Die gigantische Bühne verlangt den Darstellern jede Menge sportliche Höchstleistungen ab. Durch geschicktes Staging wirkt sie aber zu keinem Zeitpunkt leer. Die opulenten und hochwertig gearbeiteten Kostüme von Franz Blumauer – mehr als 200 an der Zahl! – machen so gut wie jede Szene zu einem Augenschmaus.

Da werden selbst olle fliederfarbene Jogginganzüge, die Standardkluft der männermordenden Mädels, zu einem echten Hingucker. Als gelungene Hommage an die 1920er Jahre trägt die amtierende Gefängnis-Diva Velma Kelly meist Marlene-Hosen, schicke Blusen und raffinierte Tops, während die eiskalte Roxie eher in sexy Minikleidchen und Glitzerfummeln Männerherzen höherschlagen lässt.

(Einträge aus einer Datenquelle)
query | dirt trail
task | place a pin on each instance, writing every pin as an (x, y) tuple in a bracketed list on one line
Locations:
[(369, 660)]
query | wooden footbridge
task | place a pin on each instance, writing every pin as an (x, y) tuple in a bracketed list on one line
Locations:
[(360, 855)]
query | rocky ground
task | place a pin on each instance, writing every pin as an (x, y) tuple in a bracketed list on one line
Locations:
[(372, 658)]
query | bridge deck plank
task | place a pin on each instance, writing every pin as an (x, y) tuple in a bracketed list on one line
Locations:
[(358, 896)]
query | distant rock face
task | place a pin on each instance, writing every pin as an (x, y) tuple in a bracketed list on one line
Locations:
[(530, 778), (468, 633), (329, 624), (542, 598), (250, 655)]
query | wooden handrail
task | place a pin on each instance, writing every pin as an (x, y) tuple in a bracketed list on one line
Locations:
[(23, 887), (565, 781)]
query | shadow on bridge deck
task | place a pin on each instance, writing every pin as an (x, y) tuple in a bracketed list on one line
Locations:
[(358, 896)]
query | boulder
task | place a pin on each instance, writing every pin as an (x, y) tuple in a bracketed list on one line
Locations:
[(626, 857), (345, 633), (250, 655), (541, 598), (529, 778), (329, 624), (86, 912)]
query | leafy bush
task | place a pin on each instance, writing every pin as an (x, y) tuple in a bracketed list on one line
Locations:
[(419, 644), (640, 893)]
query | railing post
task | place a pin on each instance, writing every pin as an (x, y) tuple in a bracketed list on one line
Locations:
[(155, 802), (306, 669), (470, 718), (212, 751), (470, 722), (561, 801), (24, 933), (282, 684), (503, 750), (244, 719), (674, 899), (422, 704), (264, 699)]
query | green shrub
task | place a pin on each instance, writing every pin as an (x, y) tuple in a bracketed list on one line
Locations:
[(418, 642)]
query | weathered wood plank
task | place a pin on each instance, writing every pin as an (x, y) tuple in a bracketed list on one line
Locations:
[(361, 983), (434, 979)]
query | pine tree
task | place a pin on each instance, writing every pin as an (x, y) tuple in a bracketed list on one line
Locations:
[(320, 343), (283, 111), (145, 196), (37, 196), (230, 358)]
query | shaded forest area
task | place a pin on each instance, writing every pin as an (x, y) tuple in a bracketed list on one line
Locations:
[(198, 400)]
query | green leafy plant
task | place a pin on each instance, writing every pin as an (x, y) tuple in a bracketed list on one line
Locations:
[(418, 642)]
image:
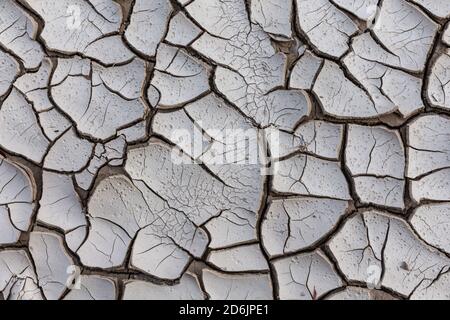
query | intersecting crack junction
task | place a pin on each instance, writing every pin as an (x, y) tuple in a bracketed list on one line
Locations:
[(224, 149)]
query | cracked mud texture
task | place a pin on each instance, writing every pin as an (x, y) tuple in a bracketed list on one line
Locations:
[(340, 188)]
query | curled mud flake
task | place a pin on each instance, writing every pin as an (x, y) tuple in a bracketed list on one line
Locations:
[(18, 33), (20, 132), (375, 157), (357, 293), (101, 101), (273, 16), (18, 281), (405, 32), (439, 82), (187, 289), (69, 153), (432, 222), (84, 27), (327, 27), (221, 286), (60, 205), (239, 259), (295, 224), (148, 25), (382, 251), (17, 201), (52, 263), (310, 176), (178, 77), (306, 276), (93, 288), (439, 8), (428, 145), (182, 31)]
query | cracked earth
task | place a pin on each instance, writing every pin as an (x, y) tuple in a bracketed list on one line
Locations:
[(339, 188)]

ZU BEARBEITEN
Gib die Passage des Textabschnitts zwischen „Die gigantische Bühne“ und „Männerherzen höherschlagen lässt.“, beide eingeschlossen, wortgetreu wieder. Die Datensätze braucht es für die Bearbeitung nicht.

ANTWORT
Die gigantische Bühne verlangt den Darstellern jede Menge sportliche Höchstleistungen ab. Durch geschicktes Staging wirkt sie aber zu keinem Zeitpunkt leer. Die opulenten und hochwertig gearbeiteten Kostüme von Franz Blumauer – mehr als 200 an der Zahl! – machen so gut wie jede Szene zu einem Augenschmaus.

Da werden selbst olle fliederfarbene Jogginganzüge, die Standardkluft der männermordenden Mädels, zu einem echten Hingucker. Als gelungene Hommage an die 1920er Jahre trägt die amtierende Gefängnis-Diva Velma Kelly meist Marlene-Hosen, schicke Blusen und raffinierte Tops, während die eiskalte Roxie eher in sexy Minikleidchen und Glitzerfummeln Männerherzen höherschlagen lässt.